→ Activity list:
1) According to the passage on Brunei's economic freedom, what is Brunei Darussalam's rank within the Asia–Pacific region?
2) Say whether each statement agrees with the passage on Brunei's economic freedom, giving yes or no and quoting the deciding words: (a) Brunei's overall score changed from 2020. (b) Brunei levies no personal income tax. (c) Oil and gas companies face a top corporate tax rate of 18.5 per cent.
3) Extend the passage on Brunei's economic freedom with the next part after its final sentence.

→ Text:
Brunei Darussalam’s economic freedom score is 66.6 making its economy the 57th freest in the 2021 Index, according to the 2021 Index of Economic Freedom published by The Heritage Foundation.
Its overall score is unchanged from 2020 with an improvement in the government spending score partially offsetting a decline in property rights. Brunei Darussalam is ranked 11th among 40 countries in the Asia–Pacific region. Its overall score is above the regional and world averages. According to the Economic Freedom Score, the regional average in the Asia-Pacific region is 60.2 while the world average is at 61.6.
Although economic freedom has declined slightly in Brunei over the past five years, the country’s economy remains firmly in the moderately free category.
The major factor holding Brunei back in the Index of Economic Freedom continues to be its very low score on the fiscal health indicator. The government should continue to expand the financial sector by establishing a bond market and stock exchange.
As the world faced the COVID-19 impact in 2020, three deaths had been attributed to the pandemic in Brunei Darussalam as of December 1, 2020. The economic growth was forecast to decline to 0.1 per cent for the year.
In terms of government size, Brunei has no personal income tax. The top corporate tax rate is 18.5 per cent for most companies and 55 per cent for oil and gas companies.

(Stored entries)
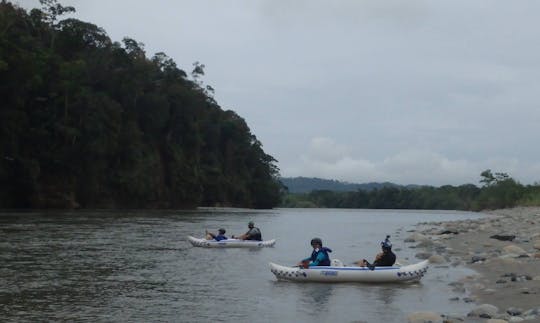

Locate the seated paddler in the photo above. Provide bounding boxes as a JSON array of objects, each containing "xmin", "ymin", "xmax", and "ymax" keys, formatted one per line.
[
  {"xmin": 298, "ymin": 238, "xmax": 332, "ymax": 268},
  {"xmin": 355, "ymin": 236, "xmax": 396, "ymax": 270}
]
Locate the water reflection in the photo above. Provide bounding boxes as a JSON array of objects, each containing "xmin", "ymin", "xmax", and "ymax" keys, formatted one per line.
[
  {"xmin": 300, "ymin": 283, "xmax": 333, "ymax": 313},
  {"xmin": 0, "ymin": 210, "xmax": 480, "ymax": 323}
]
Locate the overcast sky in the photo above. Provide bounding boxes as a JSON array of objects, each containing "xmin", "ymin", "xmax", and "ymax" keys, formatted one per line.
[{"xmin": 13, "ymin": 0, "xmax": 540, "ymax": 186}]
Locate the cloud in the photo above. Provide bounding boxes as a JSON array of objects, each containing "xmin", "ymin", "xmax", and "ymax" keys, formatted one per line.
[{"xmin": 282, "ymin": 137, "xmax": 540, "ymax": 186}]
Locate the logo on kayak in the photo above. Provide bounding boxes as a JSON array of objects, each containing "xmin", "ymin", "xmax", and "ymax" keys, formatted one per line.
[{"xmin": 321, "ymin": 270, "xmax": 338, "ymax": 276}]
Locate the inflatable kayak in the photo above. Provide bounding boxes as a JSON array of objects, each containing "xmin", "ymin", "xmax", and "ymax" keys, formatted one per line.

→ Answers in order:
1) It is ranked 11th among 40 countries in the Asia–Pacific region.

2)
(a) No: "Its overall score is unchanged from 2020"
(b) Yes: "Brunei has no personal income tax"
(c) No: "55 per cent for oil and gas companies"

3)
The overall tax burden equals 20.6 per cent of total domestic income. Government spending has amounted to 32.9 per cent of total output (GDP) over the past three years, and budget deficits have averaged 8.2 per cent of GDP. Public debt is equivalent to 2.5 per cent of GDP.
Business freedom is largely unchanged from last year in terms of regulatory efficiency. The labour force speaks English and is well-educated.
Brunei has made progress in promoting growth led by the private sector, but more can be done.
The government continues to provide heavy subsidies for such basic goods and services as fuel, power, food, healthcare, and education.
In the open markets, Brunei Darussalam has eight preferential trade agreements in force, and its trade-weighted average tariff rate is 0.2 per cent. One formal non-tariff measure is in place, but other impediments to trade flows persist.
State-owned enterprises distort the economy, and foreign ownership of land is restricted. The small financial sector remains dominated by banks. Islamic financial services have grown in recent years.